## Exercise inputs
= = =
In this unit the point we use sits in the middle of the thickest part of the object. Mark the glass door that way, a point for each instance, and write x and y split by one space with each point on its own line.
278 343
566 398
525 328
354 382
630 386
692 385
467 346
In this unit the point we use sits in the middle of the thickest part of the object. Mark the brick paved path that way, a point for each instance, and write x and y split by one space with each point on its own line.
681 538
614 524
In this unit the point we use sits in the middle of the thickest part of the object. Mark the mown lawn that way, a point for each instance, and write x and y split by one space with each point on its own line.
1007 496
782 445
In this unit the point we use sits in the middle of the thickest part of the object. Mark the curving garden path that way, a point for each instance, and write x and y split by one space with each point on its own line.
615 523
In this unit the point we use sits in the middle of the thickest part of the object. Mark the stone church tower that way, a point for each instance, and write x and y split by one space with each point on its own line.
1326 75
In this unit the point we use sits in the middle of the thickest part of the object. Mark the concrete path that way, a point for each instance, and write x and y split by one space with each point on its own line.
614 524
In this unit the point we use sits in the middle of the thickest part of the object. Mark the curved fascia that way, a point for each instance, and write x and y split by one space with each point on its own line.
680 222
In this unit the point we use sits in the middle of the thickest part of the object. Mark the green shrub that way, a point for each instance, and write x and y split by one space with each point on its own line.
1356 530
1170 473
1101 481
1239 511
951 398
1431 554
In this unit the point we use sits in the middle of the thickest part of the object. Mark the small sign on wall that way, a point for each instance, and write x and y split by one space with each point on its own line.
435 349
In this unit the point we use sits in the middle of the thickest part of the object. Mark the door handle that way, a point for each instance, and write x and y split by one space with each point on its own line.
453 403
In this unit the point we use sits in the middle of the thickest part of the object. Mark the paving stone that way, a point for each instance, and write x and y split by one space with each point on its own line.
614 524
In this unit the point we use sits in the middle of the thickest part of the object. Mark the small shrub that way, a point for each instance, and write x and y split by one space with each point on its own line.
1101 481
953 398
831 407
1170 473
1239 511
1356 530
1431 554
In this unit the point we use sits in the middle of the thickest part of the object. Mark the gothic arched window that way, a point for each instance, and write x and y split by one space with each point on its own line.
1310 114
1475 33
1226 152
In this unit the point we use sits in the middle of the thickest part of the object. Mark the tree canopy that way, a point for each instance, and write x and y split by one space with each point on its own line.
= = =
## Exercise goal
Exact copies of all the lines above are required.

## Solution for this task
In this unit the point we use sits in the middle of the thickest part of the object. Mark the glass door that way, a point for each instance, and write x and y split by one space with each point on its own line.
278 343
566 398
525 328
354 382
630 386
692 385
467 346
In this unit the point we use sits in the middle of the thickest part of the object. Mark the brick paved path that way, a point for each instance, and write x and y split by one space with each point on its own line.
681 538
614 524
In this unit the point we use sits in the middle of the thickest part of the object. Mark the mown lawn that way, a point for each instance, and write x and y split by one space with each point on its own line.
1007 496
782 445
In this unit the point we use sits in the middle of the thickest part of the object. Mark the curving garden path that way, a point for each instance, and write x and y split by one space with each point on its own line.
615 523
In this unit the point we use sits in the middle of the thickest part of the object. Mark the stone church tower that way, a point for each instance, and write x and y split by one space with each point on its own line.
1326 75
In this unit the point we use sits in the middle of the thickest part of the object. Mark the concrete path that way, a point for each instance, and write x and y split by one space with each point on its own line.
614 524
In this unit the point we use sits in the middle of the thickest part of the object. Mark the curved fascia that way, a point for each instance, and write x and y split by one space with each point on its own line.
680 222
In this unit the point we use sits in the middle of the thickest part of the object. Mark the green shrub that way, a point for each instance, and write x and y split by one space with each point on its own line.
1356 530
1170 473
1101 481
1239 511
951 398
1431 554
In this unit the point we use sits in the middle of the thickest part of the object. Mark the small sign on wall that way, a point for each instance, and write x and y split by one space with each point on its own line.
435 349
In this unit the point we use sits in the middle of the thickest part of the object. Mark the door handle that way, a point for each instance, and write x and y split by one space with each point on its own line.
453 403
In this unit the point we use sits in the middle of the thickest part of the object. Mark the paving stone that way, a point for each instance, and write x and y split by one space with each point on its own line.
614 524
In this unit the point we use sits in the middle of the thickest part of the object. Mark the small shrub that way, a point for each instance, and write x and y split by one space with each point on its own line.
1101 481
953 398
831 407
1170 473
1239 511
1356 530
1431 554
In this unit the point we use sits in the middle of the thickest part of the object. Mark the gothic arched window that way, a point for each instance, and write x and y split by one space with each point on its own line.
1310 114
1475 33
1226 152
In this unit the point we use sits in the middle of the thickest part of the object. Mark the tree canopy that way, a point for each instance, and write x and y split by one space with each point on its own line.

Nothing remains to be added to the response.